• _Records for the exercise_:
□ □ □ □ □ □ □

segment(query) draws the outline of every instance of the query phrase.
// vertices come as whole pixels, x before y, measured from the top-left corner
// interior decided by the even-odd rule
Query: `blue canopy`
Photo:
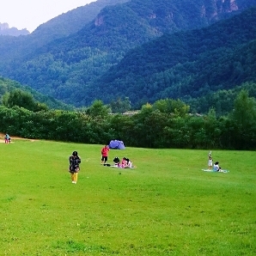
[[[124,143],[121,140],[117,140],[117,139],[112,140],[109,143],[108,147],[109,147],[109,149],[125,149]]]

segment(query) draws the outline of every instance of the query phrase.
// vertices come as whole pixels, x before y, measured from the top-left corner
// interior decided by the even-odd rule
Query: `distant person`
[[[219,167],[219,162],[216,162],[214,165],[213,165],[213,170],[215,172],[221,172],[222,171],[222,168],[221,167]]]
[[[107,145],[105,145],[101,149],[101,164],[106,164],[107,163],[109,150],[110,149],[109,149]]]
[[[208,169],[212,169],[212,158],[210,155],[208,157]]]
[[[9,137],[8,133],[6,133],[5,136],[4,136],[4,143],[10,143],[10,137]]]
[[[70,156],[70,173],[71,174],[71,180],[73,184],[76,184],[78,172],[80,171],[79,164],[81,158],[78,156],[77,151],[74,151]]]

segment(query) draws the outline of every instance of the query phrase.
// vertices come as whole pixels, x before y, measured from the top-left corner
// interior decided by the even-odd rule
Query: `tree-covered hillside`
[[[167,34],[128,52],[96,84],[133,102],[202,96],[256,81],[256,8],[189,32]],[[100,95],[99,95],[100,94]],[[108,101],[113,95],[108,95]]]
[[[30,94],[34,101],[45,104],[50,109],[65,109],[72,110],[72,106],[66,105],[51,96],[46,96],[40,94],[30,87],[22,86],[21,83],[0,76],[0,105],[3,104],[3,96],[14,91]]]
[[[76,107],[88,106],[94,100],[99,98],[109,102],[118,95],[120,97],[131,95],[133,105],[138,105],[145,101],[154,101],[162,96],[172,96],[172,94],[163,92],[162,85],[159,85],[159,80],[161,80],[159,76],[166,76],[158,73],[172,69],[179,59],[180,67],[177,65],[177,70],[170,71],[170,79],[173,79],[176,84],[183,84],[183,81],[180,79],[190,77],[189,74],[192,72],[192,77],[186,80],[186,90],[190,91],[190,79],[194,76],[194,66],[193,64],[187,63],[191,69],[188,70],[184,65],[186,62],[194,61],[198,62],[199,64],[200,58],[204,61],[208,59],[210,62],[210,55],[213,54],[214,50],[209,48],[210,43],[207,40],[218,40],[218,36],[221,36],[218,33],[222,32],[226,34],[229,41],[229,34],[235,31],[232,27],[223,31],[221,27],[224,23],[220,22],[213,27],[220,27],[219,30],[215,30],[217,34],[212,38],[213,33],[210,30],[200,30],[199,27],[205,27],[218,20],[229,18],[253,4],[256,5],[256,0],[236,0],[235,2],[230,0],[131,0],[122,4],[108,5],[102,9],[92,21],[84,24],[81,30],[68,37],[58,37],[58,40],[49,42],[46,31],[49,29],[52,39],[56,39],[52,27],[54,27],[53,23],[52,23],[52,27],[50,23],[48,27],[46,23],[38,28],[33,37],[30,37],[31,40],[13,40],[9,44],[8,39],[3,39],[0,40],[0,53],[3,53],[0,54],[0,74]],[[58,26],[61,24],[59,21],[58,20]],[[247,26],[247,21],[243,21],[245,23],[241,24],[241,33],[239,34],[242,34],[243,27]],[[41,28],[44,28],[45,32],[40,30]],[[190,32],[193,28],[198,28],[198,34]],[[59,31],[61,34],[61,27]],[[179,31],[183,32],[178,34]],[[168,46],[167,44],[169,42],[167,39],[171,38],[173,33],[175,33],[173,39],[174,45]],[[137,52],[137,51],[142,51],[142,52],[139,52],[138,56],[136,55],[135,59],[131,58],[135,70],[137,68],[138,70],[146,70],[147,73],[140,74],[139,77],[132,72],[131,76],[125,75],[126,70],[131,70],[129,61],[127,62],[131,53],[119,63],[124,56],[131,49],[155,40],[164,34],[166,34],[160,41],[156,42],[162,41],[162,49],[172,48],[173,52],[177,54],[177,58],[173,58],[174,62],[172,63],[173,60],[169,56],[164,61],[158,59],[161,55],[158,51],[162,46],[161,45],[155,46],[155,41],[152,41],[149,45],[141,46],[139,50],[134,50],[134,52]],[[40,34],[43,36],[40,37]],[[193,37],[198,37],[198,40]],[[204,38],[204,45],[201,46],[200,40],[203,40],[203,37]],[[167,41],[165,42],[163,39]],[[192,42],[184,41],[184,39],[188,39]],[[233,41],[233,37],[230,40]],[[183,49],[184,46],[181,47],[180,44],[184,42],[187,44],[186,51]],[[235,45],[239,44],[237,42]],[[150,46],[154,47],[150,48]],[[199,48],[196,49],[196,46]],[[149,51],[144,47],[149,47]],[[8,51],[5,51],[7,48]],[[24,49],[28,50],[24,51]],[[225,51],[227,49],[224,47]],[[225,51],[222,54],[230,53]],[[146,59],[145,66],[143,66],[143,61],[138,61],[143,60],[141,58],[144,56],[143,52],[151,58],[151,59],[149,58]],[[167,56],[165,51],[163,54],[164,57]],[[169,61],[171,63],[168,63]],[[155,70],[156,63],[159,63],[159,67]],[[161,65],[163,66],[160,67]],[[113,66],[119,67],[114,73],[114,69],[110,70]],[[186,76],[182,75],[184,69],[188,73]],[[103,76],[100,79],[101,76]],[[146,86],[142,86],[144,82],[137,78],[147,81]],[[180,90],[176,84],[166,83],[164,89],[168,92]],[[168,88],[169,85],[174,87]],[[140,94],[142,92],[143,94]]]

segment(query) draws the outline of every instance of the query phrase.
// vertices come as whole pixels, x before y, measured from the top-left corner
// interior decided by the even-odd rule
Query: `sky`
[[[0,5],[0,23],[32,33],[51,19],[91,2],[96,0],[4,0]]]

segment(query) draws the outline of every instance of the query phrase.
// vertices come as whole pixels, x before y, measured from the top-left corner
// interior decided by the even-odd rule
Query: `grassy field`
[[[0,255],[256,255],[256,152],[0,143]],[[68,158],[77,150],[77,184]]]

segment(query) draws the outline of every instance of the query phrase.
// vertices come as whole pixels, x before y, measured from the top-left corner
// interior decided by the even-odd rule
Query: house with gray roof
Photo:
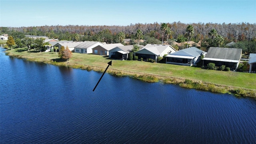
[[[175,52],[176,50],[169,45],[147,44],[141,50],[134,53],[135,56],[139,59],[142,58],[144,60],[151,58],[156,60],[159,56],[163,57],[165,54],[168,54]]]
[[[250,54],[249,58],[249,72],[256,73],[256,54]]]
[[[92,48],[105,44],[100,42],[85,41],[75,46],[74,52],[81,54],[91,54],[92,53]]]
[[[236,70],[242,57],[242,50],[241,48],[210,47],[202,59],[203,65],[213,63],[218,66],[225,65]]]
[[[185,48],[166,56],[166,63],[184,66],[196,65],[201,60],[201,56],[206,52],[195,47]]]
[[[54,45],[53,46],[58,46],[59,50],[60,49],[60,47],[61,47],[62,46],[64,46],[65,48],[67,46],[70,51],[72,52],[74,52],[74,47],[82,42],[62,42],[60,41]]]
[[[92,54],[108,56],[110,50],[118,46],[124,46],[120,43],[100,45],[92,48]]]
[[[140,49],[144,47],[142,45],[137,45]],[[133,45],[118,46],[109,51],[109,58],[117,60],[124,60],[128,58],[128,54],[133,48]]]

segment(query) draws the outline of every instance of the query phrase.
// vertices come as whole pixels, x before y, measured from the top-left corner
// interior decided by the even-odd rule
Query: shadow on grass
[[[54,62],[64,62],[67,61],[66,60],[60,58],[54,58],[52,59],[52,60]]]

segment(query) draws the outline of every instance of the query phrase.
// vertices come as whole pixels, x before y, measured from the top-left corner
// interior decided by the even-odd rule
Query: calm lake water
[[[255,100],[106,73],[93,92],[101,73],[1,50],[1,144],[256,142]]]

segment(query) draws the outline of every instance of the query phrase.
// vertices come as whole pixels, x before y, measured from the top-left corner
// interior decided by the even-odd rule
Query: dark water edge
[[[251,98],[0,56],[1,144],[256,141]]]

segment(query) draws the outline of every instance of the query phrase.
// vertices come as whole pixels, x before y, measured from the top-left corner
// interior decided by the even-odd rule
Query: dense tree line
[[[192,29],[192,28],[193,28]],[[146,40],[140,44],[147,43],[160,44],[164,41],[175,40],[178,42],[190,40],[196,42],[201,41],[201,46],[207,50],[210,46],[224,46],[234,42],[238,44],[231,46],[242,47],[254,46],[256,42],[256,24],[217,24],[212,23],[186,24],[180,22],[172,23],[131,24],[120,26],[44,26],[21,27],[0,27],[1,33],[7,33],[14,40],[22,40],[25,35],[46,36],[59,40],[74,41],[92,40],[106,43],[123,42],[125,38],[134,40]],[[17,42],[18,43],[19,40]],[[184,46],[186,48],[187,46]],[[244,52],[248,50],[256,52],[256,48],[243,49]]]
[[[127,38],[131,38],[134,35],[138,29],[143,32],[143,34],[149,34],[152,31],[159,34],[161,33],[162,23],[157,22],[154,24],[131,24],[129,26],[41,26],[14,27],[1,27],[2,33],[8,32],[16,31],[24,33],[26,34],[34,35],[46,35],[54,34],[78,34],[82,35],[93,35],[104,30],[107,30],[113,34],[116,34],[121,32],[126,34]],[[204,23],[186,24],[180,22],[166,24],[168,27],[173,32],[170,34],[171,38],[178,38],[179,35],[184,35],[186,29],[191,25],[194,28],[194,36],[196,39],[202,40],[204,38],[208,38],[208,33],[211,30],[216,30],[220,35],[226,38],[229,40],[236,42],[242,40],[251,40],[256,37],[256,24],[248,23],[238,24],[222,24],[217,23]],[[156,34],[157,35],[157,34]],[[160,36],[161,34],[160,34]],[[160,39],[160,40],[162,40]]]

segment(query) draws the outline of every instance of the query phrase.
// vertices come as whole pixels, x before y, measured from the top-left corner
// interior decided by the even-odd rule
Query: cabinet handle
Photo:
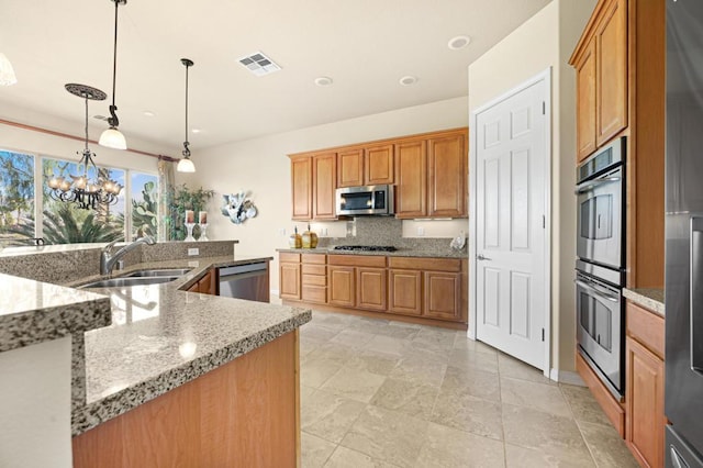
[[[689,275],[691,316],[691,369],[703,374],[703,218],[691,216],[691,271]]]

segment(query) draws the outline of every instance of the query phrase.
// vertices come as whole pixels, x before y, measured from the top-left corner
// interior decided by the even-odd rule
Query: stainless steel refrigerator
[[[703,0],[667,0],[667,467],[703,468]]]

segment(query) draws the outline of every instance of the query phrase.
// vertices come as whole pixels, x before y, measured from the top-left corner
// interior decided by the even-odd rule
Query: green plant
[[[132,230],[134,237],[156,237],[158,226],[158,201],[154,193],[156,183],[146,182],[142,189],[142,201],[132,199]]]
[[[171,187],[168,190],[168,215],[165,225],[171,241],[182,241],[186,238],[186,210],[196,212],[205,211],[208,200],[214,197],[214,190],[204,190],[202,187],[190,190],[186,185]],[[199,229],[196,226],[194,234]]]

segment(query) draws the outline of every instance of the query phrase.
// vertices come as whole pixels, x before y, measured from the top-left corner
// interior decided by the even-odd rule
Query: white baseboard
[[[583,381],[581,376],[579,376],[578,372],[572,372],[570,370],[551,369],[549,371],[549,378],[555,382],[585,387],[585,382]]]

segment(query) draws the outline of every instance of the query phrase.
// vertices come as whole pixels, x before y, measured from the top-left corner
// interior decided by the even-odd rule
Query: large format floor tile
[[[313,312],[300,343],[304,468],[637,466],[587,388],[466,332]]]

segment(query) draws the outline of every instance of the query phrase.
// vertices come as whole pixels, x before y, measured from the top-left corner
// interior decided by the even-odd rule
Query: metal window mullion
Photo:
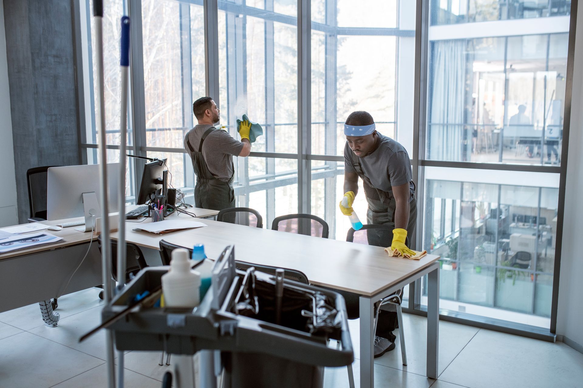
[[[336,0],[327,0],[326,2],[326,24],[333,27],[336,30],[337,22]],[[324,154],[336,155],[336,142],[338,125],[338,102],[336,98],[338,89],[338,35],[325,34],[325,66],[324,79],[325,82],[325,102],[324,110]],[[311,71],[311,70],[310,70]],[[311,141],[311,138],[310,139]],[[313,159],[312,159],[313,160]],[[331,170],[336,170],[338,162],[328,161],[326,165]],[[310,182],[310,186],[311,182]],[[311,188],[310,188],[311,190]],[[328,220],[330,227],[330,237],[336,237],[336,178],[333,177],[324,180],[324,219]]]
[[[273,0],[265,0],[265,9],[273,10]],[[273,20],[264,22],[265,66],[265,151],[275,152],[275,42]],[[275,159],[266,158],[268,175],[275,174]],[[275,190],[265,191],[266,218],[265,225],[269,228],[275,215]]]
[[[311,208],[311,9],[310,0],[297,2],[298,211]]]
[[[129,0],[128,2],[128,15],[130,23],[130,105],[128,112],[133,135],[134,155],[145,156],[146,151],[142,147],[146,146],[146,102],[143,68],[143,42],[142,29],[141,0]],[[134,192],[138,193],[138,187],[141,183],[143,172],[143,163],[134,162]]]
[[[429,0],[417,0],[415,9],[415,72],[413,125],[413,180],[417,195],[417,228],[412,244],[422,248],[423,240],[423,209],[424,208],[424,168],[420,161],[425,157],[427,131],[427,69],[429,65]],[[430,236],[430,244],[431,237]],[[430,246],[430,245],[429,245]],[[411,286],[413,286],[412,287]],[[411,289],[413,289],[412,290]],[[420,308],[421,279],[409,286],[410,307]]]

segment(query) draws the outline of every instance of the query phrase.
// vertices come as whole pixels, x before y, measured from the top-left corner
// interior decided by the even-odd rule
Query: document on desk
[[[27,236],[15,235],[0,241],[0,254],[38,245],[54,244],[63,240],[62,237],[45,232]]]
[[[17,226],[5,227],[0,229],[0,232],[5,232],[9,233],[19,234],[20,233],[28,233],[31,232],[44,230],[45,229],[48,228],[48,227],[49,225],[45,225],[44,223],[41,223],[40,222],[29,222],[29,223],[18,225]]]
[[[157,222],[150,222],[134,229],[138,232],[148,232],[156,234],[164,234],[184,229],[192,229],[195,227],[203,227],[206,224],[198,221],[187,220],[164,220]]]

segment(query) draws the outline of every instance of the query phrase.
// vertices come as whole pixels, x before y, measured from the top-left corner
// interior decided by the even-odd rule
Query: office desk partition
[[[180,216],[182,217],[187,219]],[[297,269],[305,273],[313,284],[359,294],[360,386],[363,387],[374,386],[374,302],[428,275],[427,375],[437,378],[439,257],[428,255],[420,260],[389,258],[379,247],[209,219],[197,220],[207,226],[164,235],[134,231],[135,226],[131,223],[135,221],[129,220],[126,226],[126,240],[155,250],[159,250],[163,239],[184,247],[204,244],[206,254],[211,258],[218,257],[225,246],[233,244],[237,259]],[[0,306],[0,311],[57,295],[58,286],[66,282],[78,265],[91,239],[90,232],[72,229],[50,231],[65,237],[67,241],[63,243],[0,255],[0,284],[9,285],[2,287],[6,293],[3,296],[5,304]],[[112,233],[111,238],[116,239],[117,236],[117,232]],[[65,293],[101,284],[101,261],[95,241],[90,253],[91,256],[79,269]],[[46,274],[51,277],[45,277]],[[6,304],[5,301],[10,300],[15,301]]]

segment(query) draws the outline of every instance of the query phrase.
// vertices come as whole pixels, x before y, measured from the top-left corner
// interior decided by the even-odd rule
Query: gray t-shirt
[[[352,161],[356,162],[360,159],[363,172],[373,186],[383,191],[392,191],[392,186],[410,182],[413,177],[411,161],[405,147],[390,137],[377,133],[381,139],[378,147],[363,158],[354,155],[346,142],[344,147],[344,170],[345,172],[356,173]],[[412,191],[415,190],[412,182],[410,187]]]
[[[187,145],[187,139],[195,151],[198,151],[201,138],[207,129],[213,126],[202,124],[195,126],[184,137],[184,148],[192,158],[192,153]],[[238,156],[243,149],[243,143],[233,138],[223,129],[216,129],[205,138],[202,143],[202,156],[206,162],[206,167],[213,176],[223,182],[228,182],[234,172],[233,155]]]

□ □ □ □ □ □ □

Pick out every line in the records above that contains the string "gray", and copy each such line in full.

Query: house with gray roof
Query: gray t-shirt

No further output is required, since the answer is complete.